** Opening Text provided block **

Thursday, April 4, 2019

The smothering Kleenex               





During a Sept. 29, 2017 Tucker Carlson Tonight interview, and surely despite his intention, Democrat strategist, attorney, and Huffington Post contributor Michael Starr Hopkins revealed the deceptive business partisans like him sought to engineer.

The host had played footage of dyspeptic California Democrat Rep. Maxine Waters hoarsely declaring the Trump White House to be 
"controlled by the KKK."

Hopkins was, of course, unable to substantiate Waters' dastardly charge, as it was a wholly counterfeit one. He did, though, cite "alt-right" Steve Bannon, the erstwhile Breitbart editor also formerly a Trump advisor.

In an aside, Hopkins called the KKK merely a "Kleenex" under whose cover speakers like himself and Waters included all ideological adversaries.

There is a tremendous problem with that. A couple, actually.
The Ku Klux Klan is a specific, un-American org. It has to its contemptible halcyon record horrifying acts of violence predicated on an unquestionably loathsome racial supremacy philosophy. The thankfully dwindling scourge in no way accords with the bedrock American beliefs of equality and justice that the Trump Revolution so boisterously affirms.

** Closing Text provided block **
** Opening Material provided block **

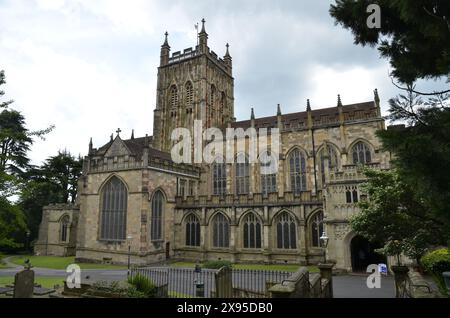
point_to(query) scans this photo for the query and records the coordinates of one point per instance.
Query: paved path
(346, 286)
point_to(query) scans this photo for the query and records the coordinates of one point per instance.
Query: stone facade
(58, 230)
(197, 85)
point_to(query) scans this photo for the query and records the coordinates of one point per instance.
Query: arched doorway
(363, 254)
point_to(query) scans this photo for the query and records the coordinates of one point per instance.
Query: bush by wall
(435, 263)
(216, 264)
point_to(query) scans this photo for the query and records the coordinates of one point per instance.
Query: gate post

** Closing Material provided block **

• Task requirements
a: Answer each question using the blog post.
(i) On what date did the Tucker Carlson Tonight interview take place?
(ii) Which California representative appears in the footage the host played?
(iii) Whom did Hopkins cite when he could not back up the charge?
b: Echo the blog post word for word, beginning at the words "The host had" and stopping after "all ideological adversaries.".
Use nothing but the blog post when you respond.

• Answers to this exercise
a:
(i) Sept. 29, 2017
(ii) Maxine Waters
(iii) Steve Bannon

b:
The host had played footage of dyspeptic California Democrat Rep. Maxine Waters hoarsely declaring the Trump White House to be 
"controlled by the KKK."

Hopkins was, of course, unable to substantiate Waters' dastardly charge, as it was a wholly counterfeit one. He did, though, cite "alt-right" Steve Bannon, the erstwhile Breitbart editor also formerly a Trump advisor.

In an aside, Hopkins called the KKK merely a "Kleenex" under whose cover speakers like himself and Waters included all ideological adversaries.